## Input material

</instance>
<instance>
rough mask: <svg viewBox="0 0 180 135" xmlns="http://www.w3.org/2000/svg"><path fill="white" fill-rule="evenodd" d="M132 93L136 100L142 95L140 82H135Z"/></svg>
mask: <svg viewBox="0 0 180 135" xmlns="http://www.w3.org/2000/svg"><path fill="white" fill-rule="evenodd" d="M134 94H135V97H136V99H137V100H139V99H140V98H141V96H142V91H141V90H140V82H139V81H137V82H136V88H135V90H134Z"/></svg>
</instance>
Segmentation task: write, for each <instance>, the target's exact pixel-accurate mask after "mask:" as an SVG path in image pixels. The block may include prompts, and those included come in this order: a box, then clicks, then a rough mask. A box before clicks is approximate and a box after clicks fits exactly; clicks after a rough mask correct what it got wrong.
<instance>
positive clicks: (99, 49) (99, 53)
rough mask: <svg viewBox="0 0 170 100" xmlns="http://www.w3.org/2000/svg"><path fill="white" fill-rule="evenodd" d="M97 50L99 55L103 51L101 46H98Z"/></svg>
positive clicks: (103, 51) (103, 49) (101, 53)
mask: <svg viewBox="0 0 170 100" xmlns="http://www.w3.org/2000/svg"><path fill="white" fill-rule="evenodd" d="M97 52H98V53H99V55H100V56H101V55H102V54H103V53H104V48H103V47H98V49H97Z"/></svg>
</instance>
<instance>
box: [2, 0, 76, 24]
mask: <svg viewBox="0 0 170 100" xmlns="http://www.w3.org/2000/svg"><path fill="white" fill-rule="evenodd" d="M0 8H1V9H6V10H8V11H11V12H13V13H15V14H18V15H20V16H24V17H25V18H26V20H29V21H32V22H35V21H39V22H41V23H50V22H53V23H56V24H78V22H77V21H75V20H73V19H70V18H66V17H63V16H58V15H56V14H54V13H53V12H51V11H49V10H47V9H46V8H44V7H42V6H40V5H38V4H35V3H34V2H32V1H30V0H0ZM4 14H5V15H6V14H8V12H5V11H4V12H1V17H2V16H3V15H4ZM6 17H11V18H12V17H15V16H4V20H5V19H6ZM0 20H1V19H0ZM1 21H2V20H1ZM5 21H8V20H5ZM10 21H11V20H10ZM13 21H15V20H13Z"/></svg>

## What you need to do
The answer should be the full listing, repeated without any change.

## Result for this exercise
</instance>
<instance>
rough mask: <svg viewBox="0 0 180 135" xmlns="http://www.w3.org/2000/svg"><path fill="white" fill-rule="evenodd" d="M132 93L136 100L142 95L140 82H135Z"/></svg>
mask: <svg viewBox="0 0 180 135" xmlns="http://www.w3.org/2000/svg"><path fill="white" fill-rule="evenodd" d="M134 94H135V97H136V99H137V100H139V99H140V98H141V96H142V91H141V90H140V82H139V81H137V82H136V88H135V90H134Z"/></svg>
</instance>
Segmentation task: write, for each <instance>, the target's exact pixel-accurate mask after "mask:" as an SVG path in image pixels. The block may include prompts, and those included come in this order: a box, then clicks, then a rough mask. A box before clicks is approximate and a box after clicks fits exactly; clicks after a rough mask correct what it got wrong.
<instance>
positive clicks: (99, 49) (99, 53)
rough mask: <svg viewBox="0 0 170 100" xmlns="http://www.w3.org/2000/svg"><path fill="white" fill-rule="evenodd" d="M97 50L99 55L103 51L101 46H98Z"/></svg>
positive clicks: (103, 51) (103, 49) (101, 53)
mask: <svg viewBox="0 0 170 100" xmlns="http://www.w3.org/2000/svg"><path fill="white" fill-rule="evenodd" d="M97 52H98V53H99V55H100V56H101V55H102V54H103V53H104V48H103V47H98V49H97Z"/></svg>
</instance>
<instance>
box: [2, 0, 76, 24]
mask: <svg viewBox="0 0 170 100" xmlns="http://www.w3.org/2000/svg"><path fill="white" fill-rule="evenodd" d="M0 8H1V9H6V10H8V11H11V12H13V13H15V14H18V15H20V16H24V17H25V18H26V20H29V21H32V22H35V21H39V22H41V23H50V22H53V23H56V24H78V22H77V21H75V20H73V19H70V18H66V17H63V16H58V15H56V14H54V13H53V12H51V11H49V10H47V9H46V8H44V7H42V6H40V5H38V4H35V3H34V2H32V1H30V0H0ZM4 14H5V15H6V14H8V12H5V11H4V12H1V17H2V16H3V15H4ZM6 17H11V18H12V17H15V16H4V20H5V19H6ZM0 20H1V19H0ZM1 21H2V20H1ZM5 21H8V20H5ZM10 21H11V20H10ZM13 21H15V20H13Z"/></svg>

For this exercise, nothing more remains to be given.